··· Given information

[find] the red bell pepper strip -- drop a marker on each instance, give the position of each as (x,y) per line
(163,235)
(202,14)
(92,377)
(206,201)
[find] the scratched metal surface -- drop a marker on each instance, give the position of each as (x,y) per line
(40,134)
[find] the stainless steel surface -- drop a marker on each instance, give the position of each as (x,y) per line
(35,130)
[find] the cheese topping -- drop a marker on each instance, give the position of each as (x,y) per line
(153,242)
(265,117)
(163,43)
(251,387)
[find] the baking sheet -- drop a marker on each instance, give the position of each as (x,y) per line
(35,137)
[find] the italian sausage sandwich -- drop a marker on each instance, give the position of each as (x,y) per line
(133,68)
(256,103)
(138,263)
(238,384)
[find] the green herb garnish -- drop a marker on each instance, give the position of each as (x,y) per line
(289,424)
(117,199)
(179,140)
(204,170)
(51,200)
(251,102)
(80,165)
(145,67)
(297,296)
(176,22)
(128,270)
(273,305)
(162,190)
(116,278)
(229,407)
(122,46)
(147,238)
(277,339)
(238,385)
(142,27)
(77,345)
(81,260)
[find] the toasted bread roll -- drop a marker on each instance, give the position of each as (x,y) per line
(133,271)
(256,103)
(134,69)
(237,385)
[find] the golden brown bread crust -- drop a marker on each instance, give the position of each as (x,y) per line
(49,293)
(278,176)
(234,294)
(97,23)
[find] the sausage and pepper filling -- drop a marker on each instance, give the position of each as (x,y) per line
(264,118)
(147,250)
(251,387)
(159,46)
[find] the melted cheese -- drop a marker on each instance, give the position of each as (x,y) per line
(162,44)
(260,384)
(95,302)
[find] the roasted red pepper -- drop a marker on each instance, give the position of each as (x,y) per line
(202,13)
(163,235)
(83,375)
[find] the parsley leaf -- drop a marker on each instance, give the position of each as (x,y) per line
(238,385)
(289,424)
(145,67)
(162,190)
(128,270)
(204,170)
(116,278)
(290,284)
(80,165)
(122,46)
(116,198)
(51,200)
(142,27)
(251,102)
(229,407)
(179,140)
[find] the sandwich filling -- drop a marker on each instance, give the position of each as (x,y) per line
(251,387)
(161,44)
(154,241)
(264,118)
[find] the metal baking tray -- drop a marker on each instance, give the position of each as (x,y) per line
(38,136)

······

_Your instructions_
Your task is to reproduce each entry exactly.

_Result_
[find] the red bell pepper strip -- drop a marker on each instance, give the position of each as (x,y) per line
(163,235)
(202,14)
(92,377)
(206,201)
[find] the scratched metal surface -- drop a marker on each instance, give the position of each as (x,y) per line
(40,134)
[find] the stainless steel surface -- drop a marker on each instance, give the position of each as (x,y) per line
(35,130)
[find] the cheese topping -- drop a marker on each instance, give the position of each as (x,y) per line
(153,242)
(265,117)
(163,43)
(251,387)
[find] the baking sheet -- drop a marker on each instance, give the position of each as (x,y) per line
(35,137)
[find] the italian sausage sandwich -- drop a marker on each instance, give the position of each as (x,y) per line
(133,68)
(256,103)
(138,263)
(238,384)
[find] the green herb garnish -- drop a marker on each instance, give the position of each as (x,y) per line
(289,424)
(117,199)
(179,140)
(204,170)
(51,200)
(251,102)
(80,165)
(145,67)
(297,296)
(176,22)
(128,270)
(273,305)
(162,190)
(116,278)
(229,407)
(122,46)
(147,238)
(277,339)
(238,385)
(142,27)
(77,345)
(81,260)
[find] the toasted bread roll -- drop a marker on each instance, give the position of each as (x,y) per line
(133,271)
(256,103)
(134,69)
(237,385)
[find] the golden brown bread crust -- drop a marker on each instance, give the position of each as (x,y) per line
(49,293)
(278,176)
(234,294)
(97,23)
[find] the sausage and pepper filling -- drop a marker on each instance, give the position of each as (x,y) per line
(264,118)
(147,250)
(251,387)
(159,46)
[find] the melted cheese -- drop a marker on each instance, give the position of each as (x,y) per line
(162,44)
(260,384)
(95,302)
[find] the roasted red pepper -- drop a marker on each instance, give the position of each as (x,y) per line
(202,13)
(163,235)
(83,375)
[find] the parsley leaf -- drop a marker on each instance, give the position of each as (x,y) per line
(238,385)
(289,424)
(145,67)
(162,190)
(128,270)
(204,170)
(116,278)
(290,284)
(80,165)
(122,46)
(116,198)
(51,200)
(142,27)
(251,102)
(229,407)
(179,140)
[find] the sandwich filling -- drop a marker on each instance, give the position of each as (x,y) per line
(251,387)
(161,44)
(154,241)
(264,118)
[find] the metal baking tray -- drop a marker on each instance, give the position of each as (x,y) per line
(38,136)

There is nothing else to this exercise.